• **Task goal**: Could you output the material below word for word, with every line unchanged?

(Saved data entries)
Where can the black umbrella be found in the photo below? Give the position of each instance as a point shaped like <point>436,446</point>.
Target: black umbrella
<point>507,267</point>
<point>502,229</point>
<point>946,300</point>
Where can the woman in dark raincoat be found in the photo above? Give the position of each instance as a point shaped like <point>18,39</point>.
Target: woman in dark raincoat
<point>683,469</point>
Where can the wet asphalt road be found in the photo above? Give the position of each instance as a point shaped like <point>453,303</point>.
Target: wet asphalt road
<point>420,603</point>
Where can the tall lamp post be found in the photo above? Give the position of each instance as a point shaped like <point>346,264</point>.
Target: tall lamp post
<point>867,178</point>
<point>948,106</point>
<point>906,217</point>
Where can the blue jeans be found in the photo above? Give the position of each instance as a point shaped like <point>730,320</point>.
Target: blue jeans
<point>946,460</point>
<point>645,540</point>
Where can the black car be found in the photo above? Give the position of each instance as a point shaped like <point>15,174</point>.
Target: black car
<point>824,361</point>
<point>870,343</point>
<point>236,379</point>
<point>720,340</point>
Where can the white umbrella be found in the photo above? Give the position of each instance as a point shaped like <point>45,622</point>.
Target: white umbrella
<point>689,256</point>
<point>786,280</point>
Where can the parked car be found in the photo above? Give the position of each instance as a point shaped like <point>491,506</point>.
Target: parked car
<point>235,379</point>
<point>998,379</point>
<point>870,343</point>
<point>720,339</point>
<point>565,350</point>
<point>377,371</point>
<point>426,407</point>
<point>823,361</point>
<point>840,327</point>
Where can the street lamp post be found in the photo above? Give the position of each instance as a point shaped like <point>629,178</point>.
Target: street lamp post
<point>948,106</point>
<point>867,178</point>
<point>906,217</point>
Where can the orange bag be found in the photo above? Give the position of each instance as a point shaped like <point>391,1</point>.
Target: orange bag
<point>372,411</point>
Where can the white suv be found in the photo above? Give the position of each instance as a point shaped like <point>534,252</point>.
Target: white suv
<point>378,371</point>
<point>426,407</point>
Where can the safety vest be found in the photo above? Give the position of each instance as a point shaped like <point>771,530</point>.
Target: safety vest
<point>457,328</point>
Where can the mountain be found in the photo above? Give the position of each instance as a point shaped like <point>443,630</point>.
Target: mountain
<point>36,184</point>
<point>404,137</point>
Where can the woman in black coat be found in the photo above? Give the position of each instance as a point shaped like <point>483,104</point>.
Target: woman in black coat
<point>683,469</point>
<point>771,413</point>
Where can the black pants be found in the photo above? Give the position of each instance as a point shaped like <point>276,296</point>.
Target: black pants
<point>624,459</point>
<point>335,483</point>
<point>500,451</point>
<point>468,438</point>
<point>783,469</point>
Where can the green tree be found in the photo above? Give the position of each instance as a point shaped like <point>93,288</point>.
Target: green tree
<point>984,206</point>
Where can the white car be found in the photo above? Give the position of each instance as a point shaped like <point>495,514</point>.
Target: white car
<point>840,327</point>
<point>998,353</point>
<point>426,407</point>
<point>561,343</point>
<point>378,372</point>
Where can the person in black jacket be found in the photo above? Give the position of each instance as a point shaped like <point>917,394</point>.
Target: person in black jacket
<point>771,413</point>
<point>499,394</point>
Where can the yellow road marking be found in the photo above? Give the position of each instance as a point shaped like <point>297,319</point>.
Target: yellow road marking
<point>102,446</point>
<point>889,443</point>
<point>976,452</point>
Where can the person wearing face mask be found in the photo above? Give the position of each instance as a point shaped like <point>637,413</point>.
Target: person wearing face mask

• **Response to the exercise**:
Where can the black umbrella be found in the photo below? Give the position of each instance as a point shaped like <point>436,446</point>.
Target: black umbrella
<point>507,267</point>
<point>502,229</point>
<point>946,300</point>
Where can the woman in dark raincoat be found in the photo above? Give the position of each instance as a point shaped like <point>18,39</point>.
Target: woman in dark raincoat
<point>683,469</point>
Where can the wet asphalt road be found in the photo above? Give the position of each instance as a point shaped like <point>453,303</point>.
Target: wet asphalt road
<point>420,603</point>
Where can the tall lamp post be found in the photo above? Give the position of each instance as a point shaped like <point>346,264</point>.
Target: tall lamp post
<point>867,178</point>
<point>948,106</point>
<point>906,217</point>
Where can the blue jeans be found in the photo above? Give the position of each instance as a point shaped like <point>730,320</point>.
Target: blue jeans
<point>946,460</point>
<point>645,540</point>
Where can the black car be found in the photo above? Give the position of each instance as a point shaped like <point>15,174</point>.
Target: black car
<point>824,361</point>
<point>870,343</point>
<point>236,379</point>
<point>720,340</point>
Where can the white umbrella be found in the photo above? Give the position of each instance as a point shaped like <point>45,622</point>.
Target: white umbrella
<point>689,256</point>
<point>786,280</point>
Where can the parked car be found in the photo above? Give the position of each instance as a point shaped like <point>491,506</point>.
Target: parked car
<point>235,379</point>
<point>998,379</point>
<point>870,343</point>
<point>720,339</point>
<point>565,350</point>
<point>377,371</point>
<point>426,407</point>
<point>823,361</point>
<point>840,327</point>
Where can the street lamp post be found in the photo above? Give the position of each instance as a point shaped like <point>629,178</point>.
Target: street lamp post
<point>948,106</point>
<point>867,178</point>
<point>906,217</point>
Where can the orange bag be found in the photo above? Give the position of each instance as a point shaped like <point>391,1</point>.
Target: orange bag
<point>372,411</point>
Where can the white suv be found in the photo above? Give the position of each instance as a point shaped like <point>534,252</point>.
Target: white suv
<point>378,371</point>
<point>426,407</point>
Where can the safety vest be found in the photo above? Give the position of each instance as a point shaped like <point>771,530</point>.
Target: safety vest
<point>457,328</point>
Where can the mountain be found in the photo above? Give the position of each instance as a point shaped like <point>443,630</point>.
Target: mountain
<point>36,184</point>
<point>404,137</point>
Where can the woman in black coat be found in the photo above? Give the position of each instance as a point shaped like <point>483,104</point>.
Target: woman in black coat
<point>683,469</point>
<point>771,413</point>
Where can the black pants be found in the photo above? Give the position of each instance as a point shaped like <point>276,296</point>.
Target: black pants
<point>624,459</point>
<point>335,483</point>
<point>500,451</point>
<point>468,438</point>
<point>783,469</point>
Where can the green tree be found in the photo above? Give the position of each instance as a point shaped like <point>93,288</point>.
Target: green tree
<point>984,206</point>
Where can the white car be found in the photo above? Give the position of each instance as a point shaped like <point>495,514</point>.
Target: white car
<point>840,327</point>
<point>998,353</point>
<point>426,407</point>
<point>561,343</point>
<point>378,372</point>
Where can the person in black jacket be found in the photo above? Give the position of each instance as a point shaped like <point>917,394</point>.
Target: person in black jacket
<point>771,413</point>
<point>499,394</point>
Where can the yellow road marking be found in the photo above? Give the position of each instance as a point shaped like <point>297,319</point>.
Target: yellow road marking
<point>102,446</point>
<point>889,443</point>
<point>976,452</point>
Where can the person wearing face mask be found in the photo above? Give the position of each instance as a point shaped like <point>637,413</point>.
Target: person wearing face mask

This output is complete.